## DOCUMENT SEGMENT
--- Start ---

Finding Inner Magic: Depression in The Ancient Magus’ Bride

By: Lynzee Loveridge August 24, 20180 Comments

CONTENT WARNING: Discussions of depression, self-harm, trauma, and emotional abuse. 

SPOILERS for the entire Ancient Magus’ Bride anime.

At first glance, Chise’s life looks golden. She’s blessed with innate magical powers that can bring her inner desires to fruition. She’s provided room and board by one of the best mages in the world. Practically every person she comes into contact with in her fairy-infused life adores her and, if she’d only relax, she could live a life with everything provided for her in the idyllic English countryside.

But Chise’s life on the surface is a facade. Underneath a still demeanor and all her magic capabilities is a 15-year-old girl with barely enough energy to keep her head above the water. The Ancient Magus’ Bride dresses its narrative with sparkly romance, but Chise’s journey is far more personal. I know it, because it’s my journey too.

A profile shot of Chise outdoors and sunset, her hair blowing across her face, her eyes tired and empty.

Depression hit me like a ton of bricks in my early teens, and I’ve never been able to completely get out from under it. Every night for the past 15 years, I down my Zoloft and a couple Vitamin D supplements to ward off the overwhelming self-doubt and that frames all my personal and professional relationships as futile exercises in self-preservation. It’s the inner voice that climbs up on my shoulder during a rainy day drive and says, “It would be such a relief if you just slid off the road.”

My depression looks at things like human longevity and is immediately terrified at how long the daily battles will last. My depression is weary. I am intimately familiar with its top, bottom, left, and right angles because I have mulled over every inch of it while trying to shake its body from my shoulders and its hands from my neck. The Ancient Magus’ Bride is the first anime series I’ve watched in 15 or so years that accurately reflects my own struggle back at me in all of its complex forms: self-loathing, self-sacrifice as penance, and ultimately healing.

When we first meet Chise, she’s still actively traumatized from the abuse and death of her mother and abandonment by her father. She’s ceased to belong anywhere or have anyone resembling “family” when she signs herself up for auction to the highest bidder. This is a world of magic, but it’s also one of monsters as she is, at this point, entirely aware.

Close-up of a redheaded girl with a chained collar around her neck. She has her head bent forward, hair covering her eyes, mouth opened in a snarl. Subtitle: "I've never once been fortunate!"

--- End ---

## STORED ROWS
--- Start ---

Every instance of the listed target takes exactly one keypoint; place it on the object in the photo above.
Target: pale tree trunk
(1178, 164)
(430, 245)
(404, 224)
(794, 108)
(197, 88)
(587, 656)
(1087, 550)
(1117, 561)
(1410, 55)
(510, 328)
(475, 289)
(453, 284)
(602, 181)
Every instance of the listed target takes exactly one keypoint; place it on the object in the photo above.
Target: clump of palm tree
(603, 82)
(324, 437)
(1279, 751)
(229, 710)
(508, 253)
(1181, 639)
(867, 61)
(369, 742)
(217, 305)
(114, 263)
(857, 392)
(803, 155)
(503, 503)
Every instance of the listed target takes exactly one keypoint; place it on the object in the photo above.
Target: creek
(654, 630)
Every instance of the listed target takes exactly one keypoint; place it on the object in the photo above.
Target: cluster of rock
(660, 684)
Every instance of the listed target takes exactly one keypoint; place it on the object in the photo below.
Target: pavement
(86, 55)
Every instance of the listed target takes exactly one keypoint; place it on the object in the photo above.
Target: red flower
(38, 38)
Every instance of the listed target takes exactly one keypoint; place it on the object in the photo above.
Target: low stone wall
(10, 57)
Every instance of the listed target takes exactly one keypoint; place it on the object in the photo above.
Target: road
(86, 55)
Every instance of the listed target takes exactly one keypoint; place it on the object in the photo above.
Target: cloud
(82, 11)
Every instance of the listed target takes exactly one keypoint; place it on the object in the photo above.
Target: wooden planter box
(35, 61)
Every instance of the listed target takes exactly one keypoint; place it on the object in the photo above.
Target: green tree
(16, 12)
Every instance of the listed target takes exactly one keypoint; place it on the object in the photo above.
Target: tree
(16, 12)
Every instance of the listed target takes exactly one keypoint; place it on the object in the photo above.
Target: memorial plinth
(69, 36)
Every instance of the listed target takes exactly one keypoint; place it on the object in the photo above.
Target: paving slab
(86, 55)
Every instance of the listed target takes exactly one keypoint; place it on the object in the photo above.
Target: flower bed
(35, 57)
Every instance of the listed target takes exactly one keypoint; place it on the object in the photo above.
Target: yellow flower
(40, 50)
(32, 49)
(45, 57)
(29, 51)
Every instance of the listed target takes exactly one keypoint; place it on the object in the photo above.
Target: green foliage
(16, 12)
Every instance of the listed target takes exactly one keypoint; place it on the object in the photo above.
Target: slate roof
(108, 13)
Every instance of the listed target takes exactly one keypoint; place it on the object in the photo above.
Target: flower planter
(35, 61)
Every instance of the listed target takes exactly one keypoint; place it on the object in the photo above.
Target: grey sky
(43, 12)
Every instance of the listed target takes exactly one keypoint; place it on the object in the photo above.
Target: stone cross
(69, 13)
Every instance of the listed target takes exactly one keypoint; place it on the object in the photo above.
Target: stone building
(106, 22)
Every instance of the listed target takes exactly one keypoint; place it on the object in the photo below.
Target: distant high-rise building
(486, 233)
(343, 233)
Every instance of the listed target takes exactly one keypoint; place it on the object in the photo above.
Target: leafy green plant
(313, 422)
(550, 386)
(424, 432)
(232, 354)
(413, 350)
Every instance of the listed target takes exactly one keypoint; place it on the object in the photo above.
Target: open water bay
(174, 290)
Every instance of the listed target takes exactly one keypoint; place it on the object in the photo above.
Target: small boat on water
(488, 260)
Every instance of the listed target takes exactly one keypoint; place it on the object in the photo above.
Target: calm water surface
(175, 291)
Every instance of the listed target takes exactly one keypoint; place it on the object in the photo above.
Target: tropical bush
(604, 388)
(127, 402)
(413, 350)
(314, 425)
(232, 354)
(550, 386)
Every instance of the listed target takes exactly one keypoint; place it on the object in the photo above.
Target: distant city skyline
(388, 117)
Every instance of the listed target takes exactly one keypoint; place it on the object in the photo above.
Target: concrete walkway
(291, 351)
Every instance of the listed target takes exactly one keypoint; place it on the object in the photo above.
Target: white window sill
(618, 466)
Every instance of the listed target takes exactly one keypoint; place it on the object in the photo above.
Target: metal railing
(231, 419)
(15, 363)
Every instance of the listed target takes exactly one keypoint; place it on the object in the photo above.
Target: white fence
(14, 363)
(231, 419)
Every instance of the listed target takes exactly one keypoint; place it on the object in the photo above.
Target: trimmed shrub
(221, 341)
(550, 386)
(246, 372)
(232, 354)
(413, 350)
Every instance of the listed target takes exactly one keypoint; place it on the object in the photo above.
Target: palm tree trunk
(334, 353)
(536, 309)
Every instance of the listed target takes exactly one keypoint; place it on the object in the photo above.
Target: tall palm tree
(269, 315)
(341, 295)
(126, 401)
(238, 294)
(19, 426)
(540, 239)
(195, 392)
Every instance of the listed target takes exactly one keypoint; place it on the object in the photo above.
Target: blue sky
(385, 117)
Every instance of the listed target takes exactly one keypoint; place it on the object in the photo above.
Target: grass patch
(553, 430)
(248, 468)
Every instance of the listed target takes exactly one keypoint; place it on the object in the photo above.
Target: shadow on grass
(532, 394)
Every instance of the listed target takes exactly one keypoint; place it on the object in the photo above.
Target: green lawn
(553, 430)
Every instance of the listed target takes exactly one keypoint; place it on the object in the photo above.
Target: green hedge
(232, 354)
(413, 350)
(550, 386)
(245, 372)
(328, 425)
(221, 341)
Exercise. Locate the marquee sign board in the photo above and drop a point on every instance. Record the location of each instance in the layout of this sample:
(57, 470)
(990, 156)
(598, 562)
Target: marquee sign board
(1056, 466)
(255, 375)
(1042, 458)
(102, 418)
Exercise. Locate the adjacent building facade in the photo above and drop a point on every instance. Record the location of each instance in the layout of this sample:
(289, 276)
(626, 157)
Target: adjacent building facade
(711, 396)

--- End ---

## INSTRUCTIONS FOR THE TASK
According to the essay on depression in The Ancient Magus’ Bride, how old is Chise?

## ANSWER TO THE EXERCISE
She is 15 years old.